Exercise instructions: Establish how many lines in the material include the string "below" and report it as a lone number.

------------------------------------------------------------

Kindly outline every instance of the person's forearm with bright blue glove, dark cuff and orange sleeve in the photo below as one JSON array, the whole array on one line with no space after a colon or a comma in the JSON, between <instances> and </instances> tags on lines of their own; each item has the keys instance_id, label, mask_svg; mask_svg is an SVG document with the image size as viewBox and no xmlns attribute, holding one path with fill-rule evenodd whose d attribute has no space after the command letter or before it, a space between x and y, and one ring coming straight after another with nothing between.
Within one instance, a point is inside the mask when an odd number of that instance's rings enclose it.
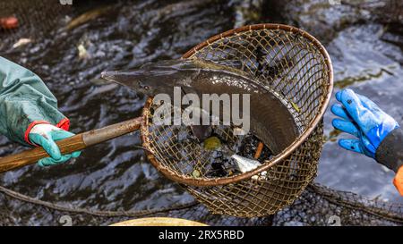
<instances>
[{"instance_id":1,"label":"person's forearm with bright blue glove, dark cuff and orange sleeve","mask_svg":"<svg viewBox=\"0 0 403 244\"><path fill-rule=\"evenodd\" d=\"M339 146L373 157L397 172L393 183L403 196L403 131L398 122L351 89L340 90L336 99L341 104L332 105L331 112L340 118L333 120L333 126L357 138L340 139Z\"/></svg>"}]
</instances>

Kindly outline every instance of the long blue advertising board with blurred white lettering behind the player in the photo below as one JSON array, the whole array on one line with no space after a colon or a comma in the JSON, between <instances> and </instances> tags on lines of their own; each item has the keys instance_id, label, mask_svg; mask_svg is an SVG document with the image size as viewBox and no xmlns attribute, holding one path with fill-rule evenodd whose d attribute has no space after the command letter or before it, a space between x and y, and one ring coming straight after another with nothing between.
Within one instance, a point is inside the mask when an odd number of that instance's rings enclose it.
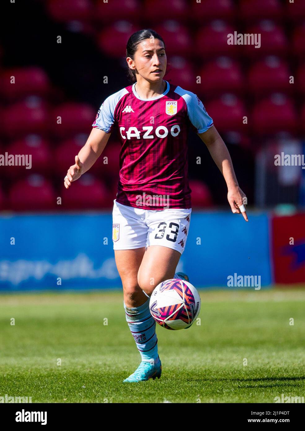
<instances>
[{"instance_id":1,"label":"long blue advertising board with blurred white lettering behind the player","mask_svg":"<svg viewBox=\"0 0 305 431\"><path fill-rule=\"evenodd\" d=\"M267 214L192 212L177 267L196 287L227 287L228 276L271 284ZM0 291L121 288L112 215L0 216Z\"/></svg>"}]
</instances>

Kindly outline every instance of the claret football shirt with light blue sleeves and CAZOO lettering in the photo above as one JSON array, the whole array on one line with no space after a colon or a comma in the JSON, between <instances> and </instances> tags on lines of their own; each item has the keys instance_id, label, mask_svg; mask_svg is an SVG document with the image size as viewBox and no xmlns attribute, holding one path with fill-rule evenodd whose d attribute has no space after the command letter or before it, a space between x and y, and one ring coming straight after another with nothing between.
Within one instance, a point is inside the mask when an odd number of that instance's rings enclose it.
<instances>
[{"instance_id":1,"label":"claret football shirt with light blue sleeves and CAZOO lettering","mask_svg":"<svg viewBox=\"0 0 305 431\"><path fill-rule=\"evenodd\" d=\"M196 94L169 84L163 94L141 99L135 83L104 100L93 127L117 128L121 141L116 201L138 207L137 196L168 196L169 208L191 208L187 135L207 131L213 120ZM142 209L163 209L141 206Z\"/></svg>"}]
</instances>

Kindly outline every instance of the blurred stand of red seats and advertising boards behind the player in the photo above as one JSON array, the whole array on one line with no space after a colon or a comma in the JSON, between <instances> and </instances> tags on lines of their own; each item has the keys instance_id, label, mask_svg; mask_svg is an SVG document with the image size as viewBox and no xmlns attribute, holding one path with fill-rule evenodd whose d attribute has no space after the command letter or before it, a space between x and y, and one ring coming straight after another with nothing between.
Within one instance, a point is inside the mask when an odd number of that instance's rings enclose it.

------------------------------------------------------------

Response: 2